▸ **Your goal**:
In the article on Rappaport public service interns, how many state legislators make up the State Legislative Mental Health Caucus?

▸ **Supplied text**:
HARVARD GAZETTE ARCHIVES
Public service interns funded by institute
By Ken Gewertz
"I guess you could say it's my policy area of obsession," he said.
This summer he has been able to indulge that obsession, gain valuable experience, and quite probably have a positive impact on mental health services in Massachusetts as well, thanks to a new program at Harvard called the Rappaport Public Service Internship.
Rubin, a graduate student in the Kennedy School's Master of Public Policy (M.P.P.) program, is working as an aide to Newton State Rep. Kay Khan. Khan, a former psychiatric nurse, is the founder of the State Legislative Mental Health Caucus, a group of 40 state legislators who have an interest in mental health issues.
Because the caucus has no official status and thus no budget, Khan applied to the Rappaport Institute for an intern. Rubin, who worked for the Coalition of Voluntary Mental Health Agencies in New York City before coming to the Kennedy School, proved the perfect match.
As a task force of one, Rubin has had a busy and productive summer. He has been working to raise the visibility of the caucus, writing letters and op-ed pieces for local newspapers, and tracking the progress of about 140 bills that affect mental health in the commonwealth. He has also been working with the approximately 125 mental health agencies in Massachusetts on children's issues, eating disorders, mental health care in prisons, and many other concerns.
"It's just been a perfect spot for me," Rubin said. "It's helped me to realize that state and local government is the scale on which I want to be working. It's a very satisfying place in terms of connecting with the people whose lives are impacted by these issues."

▸ **Supplied entries**:
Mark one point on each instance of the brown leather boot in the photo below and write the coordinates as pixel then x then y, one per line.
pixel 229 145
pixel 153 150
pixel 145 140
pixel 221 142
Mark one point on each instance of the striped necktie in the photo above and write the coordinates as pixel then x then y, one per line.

▸ **Answer box**:
40 state legislators.